From 2c632af4264006e92352fa0ff8f35856c82a16ad Mon Sep 17 00:00:00 2001
From: Joshua Watt <JPEWhacker@gmail.com>
Date: Mon, 25 Apr 2022 08:48:38 -0500
Subject: [PATCH] Do not reset quota cache timestamp when invalid

The quota cache may not be a valid dictionary when
invalidateQuotaCache() is called (e.g. when 'ignore-provider-quota' is
used in OpenStack). In that case, don't attempt to treat the None as a
dictionary as this raises a TypeError exception.

This bug was preventing Quota errors from OpenStack from causing
nodepool to retry the node request when ignore-provider-quota is True,
because the OpenStack handler calles invalidateQuotaCache() before
raising the QuotaException. Since invalidateQuotaCache() was raising
TypeError, it prevented the QuotaException from being raised and the
node allocation was outright failed.

A test has been added to verify that nodepool and OpenStack will now
retry node allocations as intended.

This fixes that bug, but does change the behavior of OpenStack when
ignore-provider-quota is True and it returns a Quota error.

Change-Id: I1916c56c4f07c6a5d53ce82f4c1bb32bddbd7d63
Signed-off-by: Joshua Watt <JPEWhacker@gmail.com>
---
 nodepool/driver/fake/provider.py              |  9 +++-
 nodepool/driver/utils.py                      | 17 +++----
 nodepool/tests/__init__.py                    |  9 ++++
 nodepool/tests/unit/test_launcher.py          | 50 ++++++++++++++++++-
 ...-cache-timestamp-fix-c4edf9dc08e0eb8b.yaml |  8 +++
 5 files changed, 81 insertions(+), 12 deletions(-)
 create mode 100644 releasenotes/notes/quota-cache-timestamp-fix-c4edf9dc08e0eb8b.yaml

diff --git a/nodepool/driver/fake/provider.py b/nodepool/driver/fake/provider.py
index e38376a1d..6e2388b0c 100644
--- a/nodepool/driver/fake/provider.py
+++ b/nodepool/driver/fake/provider.py
@@ -105,8 +105,7 @@ class FakeOpenStackCloud(object):
         ]
         self._azs = ['az1', 'az2']
         self._server_list = []
-        self.max_cores, self.max_instances, self.max_ram = FakeOpenStackCloud.\
-            _get_quota()

Data provided:

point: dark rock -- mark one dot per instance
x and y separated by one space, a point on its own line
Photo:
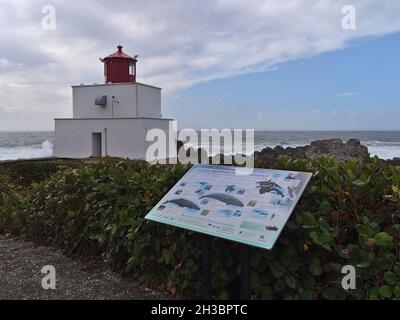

Short exercise 1:
According to the patch, what method does the OpenStack handler call before raising the QuotaException?
Short exercise 2:
Reproduce verbatim the stretch of the patch from "This bug was" through "allocations as intended.".

Exercise solution 1:
invalidateQuotaCache()

Exercise solution 2:
This bug was preventing Quota errors from OpenStack from causing
nodepool to retry the node request when ignore-provider-quota is True,
because the OpenStack handler calles invalidateQuotaCache() before
raising the QuotaException. Since invalidateQuotaCache() was raising
TypeError, it prevented the QuotaException from being raised and the
node allocation was outright failed.

A test has been added to verify that nodepool and OpenStack will now
retry node allocations as intended.